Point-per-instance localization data
------
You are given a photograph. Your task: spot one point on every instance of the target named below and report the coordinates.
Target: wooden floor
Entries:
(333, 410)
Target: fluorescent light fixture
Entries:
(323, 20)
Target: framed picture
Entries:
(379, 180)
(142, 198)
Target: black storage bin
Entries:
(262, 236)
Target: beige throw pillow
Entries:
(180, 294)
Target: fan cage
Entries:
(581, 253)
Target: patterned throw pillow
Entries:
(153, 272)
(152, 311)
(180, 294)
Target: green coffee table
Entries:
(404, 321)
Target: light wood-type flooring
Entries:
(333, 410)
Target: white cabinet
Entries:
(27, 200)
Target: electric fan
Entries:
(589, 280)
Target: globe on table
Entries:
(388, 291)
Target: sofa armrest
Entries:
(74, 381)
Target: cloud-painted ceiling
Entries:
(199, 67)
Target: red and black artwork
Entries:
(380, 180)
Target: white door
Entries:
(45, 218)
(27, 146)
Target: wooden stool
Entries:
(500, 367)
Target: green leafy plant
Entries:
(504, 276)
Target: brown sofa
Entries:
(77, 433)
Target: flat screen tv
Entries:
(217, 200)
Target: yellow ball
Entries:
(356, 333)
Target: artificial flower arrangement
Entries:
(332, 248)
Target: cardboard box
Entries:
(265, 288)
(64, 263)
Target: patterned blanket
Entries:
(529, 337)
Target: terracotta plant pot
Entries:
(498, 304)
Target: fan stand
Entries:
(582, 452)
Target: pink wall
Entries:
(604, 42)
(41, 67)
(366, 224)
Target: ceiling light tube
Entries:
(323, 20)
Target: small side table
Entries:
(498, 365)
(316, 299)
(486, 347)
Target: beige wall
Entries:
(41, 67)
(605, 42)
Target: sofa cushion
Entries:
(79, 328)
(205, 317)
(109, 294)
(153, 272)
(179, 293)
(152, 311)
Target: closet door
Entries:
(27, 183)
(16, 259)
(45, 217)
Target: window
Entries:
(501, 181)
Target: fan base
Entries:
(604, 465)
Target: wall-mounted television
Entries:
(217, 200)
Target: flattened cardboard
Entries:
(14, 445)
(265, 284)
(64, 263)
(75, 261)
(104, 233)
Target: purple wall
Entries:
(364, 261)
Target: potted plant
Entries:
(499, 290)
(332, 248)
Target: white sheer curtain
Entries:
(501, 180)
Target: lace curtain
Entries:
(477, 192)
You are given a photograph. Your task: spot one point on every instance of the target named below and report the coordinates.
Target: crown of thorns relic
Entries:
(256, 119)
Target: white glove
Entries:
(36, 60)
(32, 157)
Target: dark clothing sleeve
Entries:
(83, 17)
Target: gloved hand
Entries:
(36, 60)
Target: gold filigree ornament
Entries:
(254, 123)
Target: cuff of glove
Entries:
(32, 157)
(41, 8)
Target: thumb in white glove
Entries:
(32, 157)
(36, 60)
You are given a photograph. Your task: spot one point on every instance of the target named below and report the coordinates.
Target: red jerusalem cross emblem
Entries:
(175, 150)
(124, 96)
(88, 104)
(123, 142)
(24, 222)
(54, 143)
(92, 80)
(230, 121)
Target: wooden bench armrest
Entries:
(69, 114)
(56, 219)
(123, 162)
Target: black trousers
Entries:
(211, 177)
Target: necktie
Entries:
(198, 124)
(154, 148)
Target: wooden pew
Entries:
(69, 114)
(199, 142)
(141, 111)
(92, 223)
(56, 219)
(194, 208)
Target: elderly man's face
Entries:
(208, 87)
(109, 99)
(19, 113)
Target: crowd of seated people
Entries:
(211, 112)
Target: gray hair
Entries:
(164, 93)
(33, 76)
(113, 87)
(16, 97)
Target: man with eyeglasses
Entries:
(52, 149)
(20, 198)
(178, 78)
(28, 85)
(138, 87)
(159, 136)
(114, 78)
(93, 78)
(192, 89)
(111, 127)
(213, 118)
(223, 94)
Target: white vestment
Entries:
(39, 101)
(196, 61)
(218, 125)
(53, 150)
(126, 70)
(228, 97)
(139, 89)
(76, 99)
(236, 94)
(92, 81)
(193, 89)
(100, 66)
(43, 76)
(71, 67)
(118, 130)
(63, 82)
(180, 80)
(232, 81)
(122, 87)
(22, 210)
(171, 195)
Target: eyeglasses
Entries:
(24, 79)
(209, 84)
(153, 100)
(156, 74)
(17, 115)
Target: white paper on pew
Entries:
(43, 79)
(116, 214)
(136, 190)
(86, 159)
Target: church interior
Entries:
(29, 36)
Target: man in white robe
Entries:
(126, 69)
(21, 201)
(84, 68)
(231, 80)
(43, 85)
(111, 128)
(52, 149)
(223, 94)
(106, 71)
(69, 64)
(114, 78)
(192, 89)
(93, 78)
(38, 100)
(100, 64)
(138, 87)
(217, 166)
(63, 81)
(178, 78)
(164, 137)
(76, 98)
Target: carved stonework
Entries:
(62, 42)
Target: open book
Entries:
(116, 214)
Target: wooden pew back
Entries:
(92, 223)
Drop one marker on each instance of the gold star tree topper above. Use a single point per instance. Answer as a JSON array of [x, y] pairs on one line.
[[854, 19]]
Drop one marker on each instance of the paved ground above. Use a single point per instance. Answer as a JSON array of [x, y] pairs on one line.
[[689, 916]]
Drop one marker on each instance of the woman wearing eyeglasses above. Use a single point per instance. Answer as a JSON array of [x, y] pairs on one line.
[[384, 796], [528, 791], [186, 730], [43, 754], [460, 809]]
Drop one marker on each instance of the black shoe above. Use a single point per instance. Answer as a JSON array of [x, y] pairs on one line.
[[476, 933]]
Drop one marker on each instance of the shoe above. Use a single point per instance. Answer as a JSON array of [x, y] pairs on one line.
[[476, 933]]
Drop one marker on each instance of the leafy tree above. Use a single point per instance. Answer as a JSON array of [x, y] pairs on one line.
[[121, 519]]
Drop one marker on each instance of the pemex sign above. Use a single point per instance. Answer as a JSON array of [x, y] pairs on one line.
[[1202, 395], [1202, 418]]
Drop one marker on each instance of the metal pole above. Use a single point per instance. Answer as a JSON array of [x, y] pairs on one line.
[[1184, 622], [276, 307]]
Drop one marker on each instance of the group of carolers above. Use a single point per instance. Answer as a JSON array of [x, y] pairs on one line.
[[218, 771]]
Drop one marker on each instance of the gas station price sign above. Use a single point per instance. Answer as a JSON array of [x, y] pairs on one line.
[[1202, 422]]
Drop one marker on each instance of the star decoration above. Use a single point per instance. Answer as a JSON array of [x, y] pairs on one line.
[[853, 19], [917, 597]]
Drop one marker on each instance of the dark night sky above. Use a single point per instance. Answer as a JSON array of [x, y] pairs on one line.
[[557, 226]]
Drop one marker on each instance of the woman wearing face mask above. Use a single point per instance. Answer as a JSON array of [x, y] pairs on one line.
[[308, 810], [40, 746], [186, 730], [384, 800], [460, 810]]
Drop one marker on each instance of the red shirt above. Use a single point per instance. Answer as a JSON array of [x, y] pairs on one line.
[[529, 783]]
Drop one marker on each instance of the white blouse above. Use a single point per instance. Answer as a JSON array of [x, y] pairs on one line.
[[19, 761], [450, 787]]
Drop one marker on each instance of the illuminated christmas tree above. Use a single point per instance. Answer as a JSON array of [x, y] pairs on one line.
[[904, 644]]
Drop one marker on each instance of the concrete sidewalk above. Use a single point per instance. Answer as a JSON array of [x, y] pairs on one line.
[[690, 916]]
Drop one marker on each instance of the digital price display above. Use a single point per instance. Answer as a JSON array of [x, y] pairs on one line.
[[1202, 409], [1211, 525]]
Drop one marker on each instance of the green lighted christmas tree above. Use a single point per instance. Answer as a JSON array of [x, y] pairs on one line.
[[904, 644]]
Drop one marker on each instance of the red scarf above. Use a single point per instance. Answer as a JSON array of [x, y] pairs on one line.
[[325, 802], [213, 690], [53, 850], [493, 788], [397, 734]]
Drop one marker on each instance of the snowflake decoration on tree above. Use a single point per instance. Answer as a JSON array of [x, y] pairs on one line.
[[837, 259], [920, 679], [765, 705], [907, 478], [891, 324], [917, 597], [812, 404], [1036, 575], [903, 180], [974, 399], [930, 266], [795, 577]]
------
**Task item**
Select and copy every line from the records that includes the word "plant".

**Result of the task**
Target: green leafy plant
Target: terracotta plant pot
Target: potted plant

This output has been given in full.